PROVIDED INFORMATION:

##########

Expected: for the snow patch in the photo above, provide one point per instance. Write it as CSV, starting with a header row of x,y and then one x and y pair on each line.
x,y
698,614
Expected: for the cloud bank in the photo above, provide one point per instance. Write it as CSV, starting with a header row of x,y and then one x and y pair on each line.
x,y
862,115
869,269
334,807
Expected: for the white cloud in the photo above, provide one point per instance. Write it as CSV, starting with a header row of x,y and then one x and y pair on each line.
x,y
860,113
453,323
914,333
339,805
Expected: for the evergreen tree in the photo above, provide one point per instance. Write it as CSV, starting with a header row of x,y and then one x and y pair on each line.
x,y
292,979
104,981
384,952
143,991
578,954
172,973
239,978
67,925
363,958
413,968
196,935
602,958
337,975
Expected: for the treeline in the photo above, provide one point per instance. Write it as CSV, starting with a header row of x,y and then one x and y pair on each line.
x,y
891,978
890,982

##########

JOB:
Reproduce the listing in full. Keep it exactly as written.

RESULT BELOW:
Expected: for the snow patch in the photo above, provide one point per instance. Write it as CSV, starting with a header row of x,y and then one x and y pair on each line.
x,y
698,614
Expected: for the cloud bank in the photo above, provide one point per instance. Write it as CSV, starting with a header row of x,y and then one x and y pair on each line.
x,y
862,115
869,269
334,807
Expected: for the white cloud in the photo above, provide one point per instance. Write it as CSV, starting with a header row of x,y and then one x and y pair on each line.
x,y
860,113
453,323
914,333
339,805
Expected: for the evergreen tree in the photo above, provide one point per instance. Write it as CSV, starting with a header row of x,y and then one x and y pair on each line.
x,y
292,979
104,981
384,952
143,991
578,954
172,973
239,978
67,925
363,958
413,968
196,935
602,958
337,975
Expected: for the treeline in the photo above, provide one point per instance. Write it as CSV, starting with a header row of x,y and then one x and y pair on each line.
x,y
891,978
890,982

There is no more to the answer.